## Set exercise
Return only these lines: the one that contains "armrest in the photo above." and every line after it through the end of the listing, exactly, without pictures.

----- Dataset entries -----

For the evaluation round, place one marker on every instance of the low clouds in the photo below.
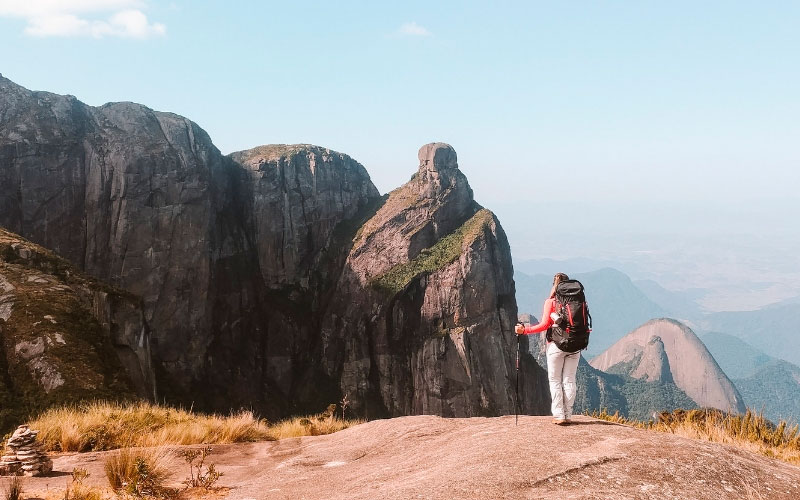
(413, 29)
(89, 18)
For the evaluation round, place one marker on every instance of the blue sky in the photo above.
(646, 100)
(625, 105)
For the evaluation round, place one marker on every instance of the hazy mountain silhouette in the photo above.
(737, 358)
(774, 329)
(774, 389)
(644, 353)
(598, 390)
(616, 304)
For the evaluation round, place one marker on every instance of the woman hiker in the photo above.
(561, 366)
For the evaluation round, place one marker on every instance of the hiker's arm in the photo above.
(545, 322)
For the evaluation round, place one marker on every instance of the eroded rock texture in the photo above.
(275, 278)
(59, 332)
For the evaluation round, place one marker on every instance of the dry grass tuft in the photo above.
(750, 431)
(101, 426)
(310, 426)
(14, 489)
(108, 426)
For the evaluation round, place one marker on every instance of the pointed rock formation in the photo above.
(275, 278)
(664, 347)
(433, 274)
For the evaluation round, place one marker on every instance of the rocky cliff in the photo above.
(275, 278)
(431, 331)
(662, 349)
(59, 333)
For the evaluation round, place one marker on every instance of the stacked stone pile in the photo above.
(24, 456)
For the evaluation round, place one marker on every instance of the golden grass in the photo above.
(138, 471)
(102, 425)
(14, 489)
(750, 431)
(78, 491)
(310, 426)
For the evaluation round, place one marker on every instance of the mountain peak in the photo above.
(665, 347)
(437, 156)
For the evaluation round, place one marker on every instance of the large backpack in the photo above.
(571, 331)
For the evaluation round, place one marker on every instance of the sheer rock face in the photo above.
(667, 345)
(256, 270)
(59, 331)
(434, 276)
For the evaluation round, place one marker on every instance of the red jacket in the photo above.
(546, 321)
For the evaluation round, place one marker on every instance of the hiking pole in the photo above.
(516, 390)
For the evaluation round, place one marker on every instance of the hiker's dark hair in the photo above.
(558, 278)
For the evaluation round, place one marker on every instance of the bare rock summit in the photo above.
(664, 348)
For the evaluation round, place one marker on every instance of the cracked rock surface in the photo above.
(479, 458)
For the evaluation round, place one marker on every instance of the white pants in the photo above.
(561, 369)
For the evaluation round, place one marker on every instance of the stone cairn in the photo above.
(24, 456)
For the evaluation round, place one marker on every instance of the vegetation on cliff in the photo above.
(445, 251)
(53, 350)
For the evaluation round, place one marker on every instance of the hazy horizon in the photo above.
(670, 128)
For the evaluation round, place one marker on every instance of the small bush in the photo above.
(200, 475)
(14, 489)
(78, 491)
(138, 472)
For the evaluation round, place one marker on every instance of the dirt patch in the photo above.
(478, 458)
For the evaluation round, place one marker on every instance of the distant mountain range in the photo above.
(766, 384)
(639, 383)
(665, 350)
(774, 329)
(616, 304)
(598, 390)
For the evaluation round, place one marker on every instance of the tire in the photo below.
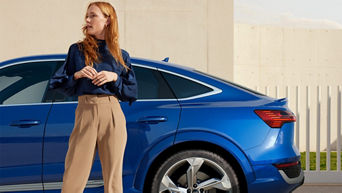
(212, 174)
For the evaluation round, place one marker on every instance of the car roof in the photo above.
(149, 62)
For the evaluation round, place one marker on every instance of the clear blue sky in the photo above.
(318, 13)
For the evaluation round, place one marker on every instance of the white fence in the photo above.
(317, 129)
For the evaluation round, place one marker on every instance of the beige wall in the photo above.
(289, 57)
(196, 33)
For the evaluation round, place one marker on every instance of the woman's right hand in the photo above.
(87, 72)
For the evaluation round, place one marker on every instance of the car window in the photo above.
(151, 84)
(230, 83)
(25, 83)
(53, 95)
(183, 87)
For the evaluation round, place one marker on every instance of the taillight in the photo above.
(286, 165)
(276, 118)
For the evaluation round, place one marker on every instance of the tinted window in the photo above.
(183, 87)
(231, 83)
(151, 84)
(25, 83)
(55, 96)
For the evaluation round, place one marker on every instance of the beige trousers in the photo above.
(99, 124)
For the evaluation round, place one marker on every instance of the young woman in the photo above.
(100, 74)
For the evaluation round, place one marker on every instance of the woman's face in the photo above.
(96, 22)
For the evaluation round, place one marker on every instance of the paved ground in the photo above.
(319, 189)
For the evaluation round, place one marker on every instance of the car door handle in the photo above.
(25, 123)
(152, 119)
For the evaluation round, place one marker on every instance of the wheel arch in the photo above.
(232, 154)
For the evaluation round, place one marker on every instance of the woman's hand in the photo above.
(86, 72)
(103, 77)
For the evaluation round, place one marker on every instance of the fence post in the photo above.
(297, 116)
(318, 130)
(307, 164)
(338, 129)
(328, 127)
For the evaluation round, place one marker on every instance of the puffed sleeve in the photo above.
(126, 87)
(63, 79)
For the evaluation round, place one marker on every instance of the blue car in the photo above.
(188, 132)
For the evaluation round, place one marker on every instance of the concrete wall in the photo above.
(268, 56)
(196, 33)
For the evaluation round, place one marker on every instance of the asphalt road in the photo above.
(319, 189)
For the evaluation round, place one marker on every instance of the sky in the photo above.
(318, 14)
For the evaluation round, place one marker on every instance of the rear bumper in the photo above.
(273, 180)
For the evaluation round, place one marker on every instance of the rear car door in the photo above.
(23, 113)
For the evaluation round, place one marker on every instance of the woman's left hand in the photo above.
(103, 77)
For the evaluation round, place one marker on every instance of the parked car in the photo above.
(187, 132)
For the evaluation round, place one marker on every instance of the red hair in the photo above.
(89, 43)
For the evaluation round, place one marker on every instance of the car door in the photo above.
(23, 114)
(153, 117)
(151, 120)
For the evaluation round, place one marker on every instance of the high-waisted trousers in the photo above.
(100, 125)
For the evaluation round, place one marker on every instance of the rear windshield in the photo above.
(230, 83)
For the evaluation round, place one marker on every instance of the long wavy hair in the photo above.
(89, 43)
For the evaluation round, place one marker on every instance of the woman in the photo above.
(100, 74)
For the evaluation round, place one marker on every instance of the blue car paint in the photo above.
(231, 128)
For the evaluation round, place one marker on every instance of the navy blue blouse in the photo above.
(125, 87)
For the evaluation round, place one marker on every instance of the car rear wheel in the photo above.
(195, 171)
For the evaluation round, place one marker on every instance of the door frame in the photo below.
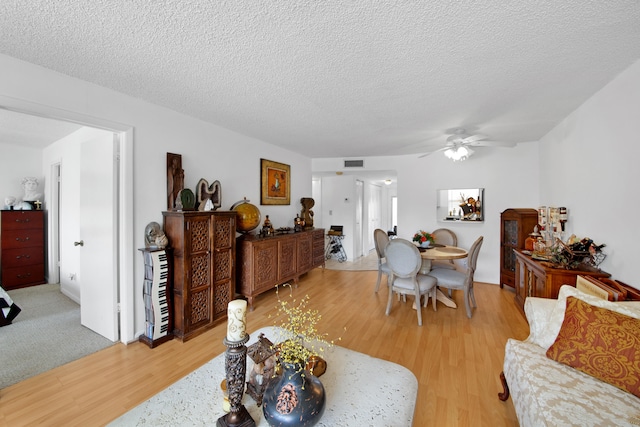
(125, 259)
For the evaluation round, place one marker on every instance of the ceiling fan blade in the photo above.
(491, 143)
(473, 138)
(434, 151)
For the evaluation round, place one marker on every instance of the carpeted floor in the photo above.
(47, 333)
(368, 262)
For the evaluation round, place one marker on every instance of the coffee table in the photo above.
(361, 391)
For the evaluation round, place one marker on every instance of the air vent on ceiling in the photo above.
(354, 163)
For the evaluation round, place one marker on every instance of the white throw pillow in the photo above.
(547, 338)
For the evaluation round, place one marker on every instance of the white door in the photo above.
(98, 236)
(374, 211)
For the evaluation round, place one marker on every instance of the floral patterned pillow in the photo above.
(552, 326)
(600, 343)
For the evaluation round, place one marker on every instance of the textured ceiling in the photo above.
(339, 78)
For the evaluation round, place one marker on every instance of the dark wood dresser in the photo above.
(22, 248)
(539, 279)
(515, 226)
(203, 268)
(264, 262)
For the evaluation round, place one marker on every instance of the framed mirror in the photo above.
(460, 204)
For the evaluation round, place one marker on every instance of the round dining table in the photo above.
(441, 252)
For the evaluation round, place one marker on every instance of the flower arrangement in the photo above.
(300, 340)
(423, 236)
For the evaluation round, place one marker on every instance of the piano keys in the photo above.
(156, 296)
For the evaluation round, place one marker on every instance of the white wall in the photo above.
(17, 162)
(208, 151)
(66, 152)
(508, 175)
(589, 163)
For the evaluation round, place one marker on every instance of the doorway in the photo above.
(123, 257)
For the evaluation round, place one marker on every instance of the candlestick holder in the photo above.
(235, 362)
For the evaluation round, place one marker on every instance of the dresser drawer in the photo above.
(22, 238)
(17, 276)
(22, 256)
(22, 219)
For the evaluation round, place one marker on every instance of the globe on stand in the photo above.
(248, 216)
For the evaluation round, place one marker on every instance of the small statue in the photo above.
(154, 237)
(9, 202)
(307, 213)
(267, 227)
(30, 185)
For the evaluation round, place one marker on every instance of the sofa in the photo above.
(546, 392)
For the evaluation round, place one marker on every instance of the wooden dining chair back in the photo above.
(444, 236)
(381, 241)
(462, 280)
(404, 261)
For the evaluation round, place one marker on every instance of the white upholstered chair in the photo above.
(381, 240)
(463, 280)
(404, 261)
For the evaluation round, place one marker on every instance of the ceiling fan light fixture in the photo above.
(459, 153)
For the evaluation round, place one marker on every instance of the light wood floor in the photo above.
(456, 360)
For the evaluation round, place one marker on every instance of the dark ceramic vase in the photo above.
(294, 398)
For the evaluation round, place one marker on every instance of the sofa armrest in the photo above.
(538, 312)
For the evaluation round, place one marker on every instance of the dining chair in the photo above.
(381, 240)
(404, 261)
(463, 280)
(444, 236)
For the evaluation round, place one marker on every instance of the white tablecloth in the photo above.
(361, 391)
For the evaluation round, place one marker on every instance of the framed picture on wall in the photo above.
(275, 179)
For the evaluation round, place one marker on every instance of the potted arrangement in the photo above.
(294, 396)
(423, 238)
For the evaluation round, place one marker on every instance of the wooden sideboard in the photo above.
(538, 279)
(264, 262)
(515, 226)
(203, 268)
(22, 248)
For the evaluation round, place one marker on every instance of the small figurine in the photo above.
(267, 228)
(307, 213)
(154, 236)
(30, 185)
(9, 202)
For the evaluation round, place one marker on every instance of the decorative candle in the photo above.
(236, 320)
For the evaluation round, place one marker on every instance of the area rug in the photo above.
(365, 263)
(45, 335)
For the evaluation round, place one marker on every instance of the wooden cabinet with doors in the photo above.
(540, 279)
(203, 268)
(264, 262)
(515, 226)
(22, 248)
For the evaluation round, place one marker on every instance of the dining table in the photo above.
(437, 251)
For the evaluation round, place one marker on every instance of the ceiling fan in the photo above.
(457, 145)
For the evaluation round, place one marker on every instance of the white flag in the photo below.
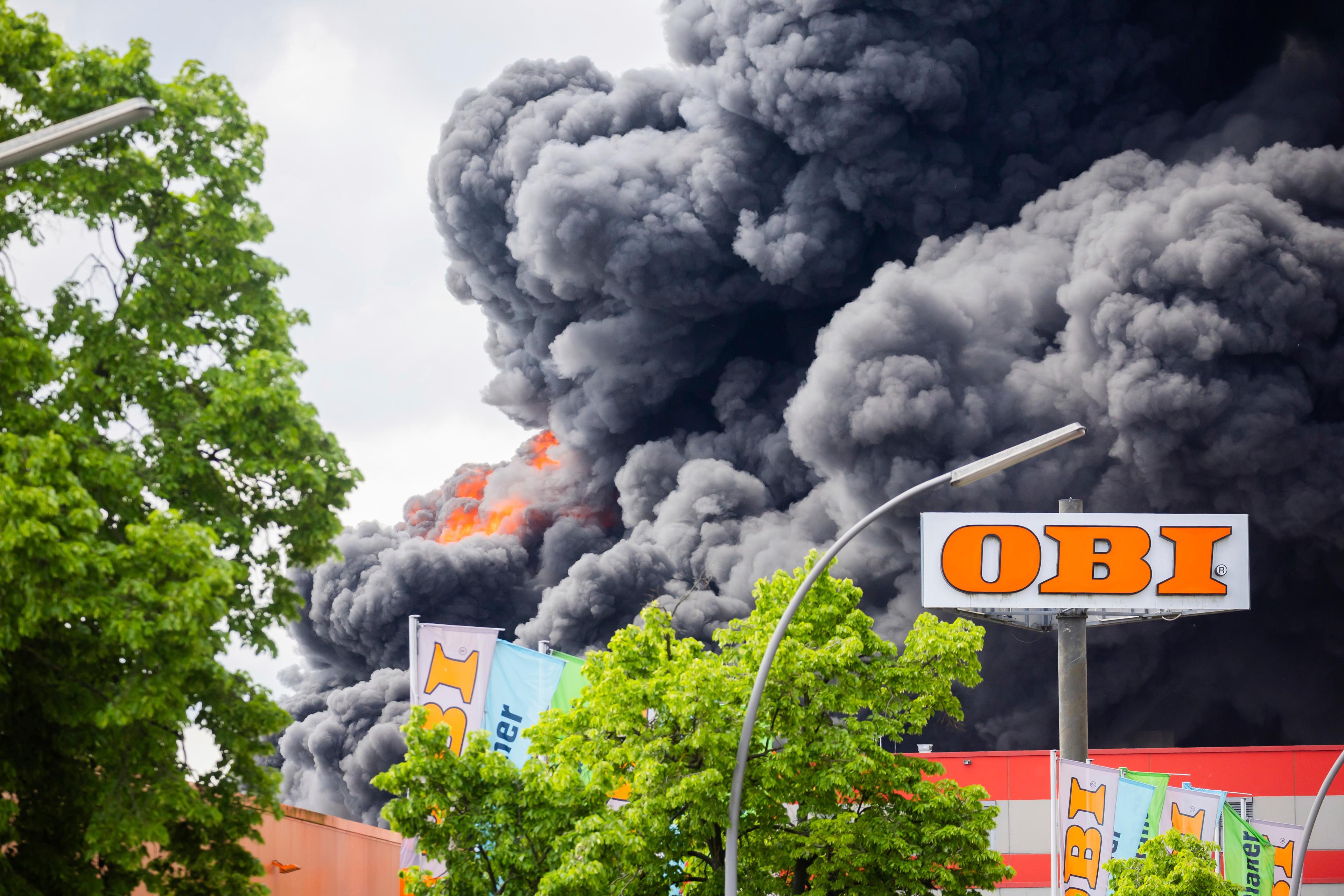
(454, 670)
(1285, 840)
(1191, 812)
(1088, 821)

-----

## Result below
For the evaluation round, place one marker on every instance of the sofa armrest in the photo above.
(538, 312)
For the evaluation round, place one marker on every instance of the dining chair in the photo above.
(381, 240)
(404, 261)
(463, 280)
(444, 236)
For the evaluation round, place one marker on every instance of the white tablecloth in the photo above.
(361, 391)
For the evaluation round, place one marker on every instance of the framed picture on wall in the photo above.
(275, 179)
For the evaluation round, place one marker on every instance of the potted arrangement in the photo above.
(294, 396)
(423, 238)
For the evaluation round, place one marker on every instance of the wooden sideboard in the photo above.
(538, 279)
(264, 262)
(515, 226)
(203, 268)
(22, 248)
For the evaluation round, place one marker on every instance of the small figurine in the photo above.
(267, 228)
(307, 213)
(154, 236)
(30, 185)
(9, 202)
For the evaluation round, place one marker on every instance of the decorative candle in the photo above.
(236, 320)
For the evaluation round, place one marker on every instance of the area rug in the photo above.
(365, 263)
(45, 335)
For the evaluation round, place one marker on every instance of the wooden cabinet with doors in the photo above.
(540, 279)
(203, 268)
(264, 262)
(515, 226)
(22, 248)
For the evaluation round, place one marker on every instance of the dining table in the photo above.
(437, 251)
For the evaluation round, place one marker on every instance of the ceiling fan in the photo above.
(457, 145)
For the evaluation round, place one marker on every instance of the white flag in the photo below.
(454, 670)
(1285, 840)
(1191, 812)
(1088, 821)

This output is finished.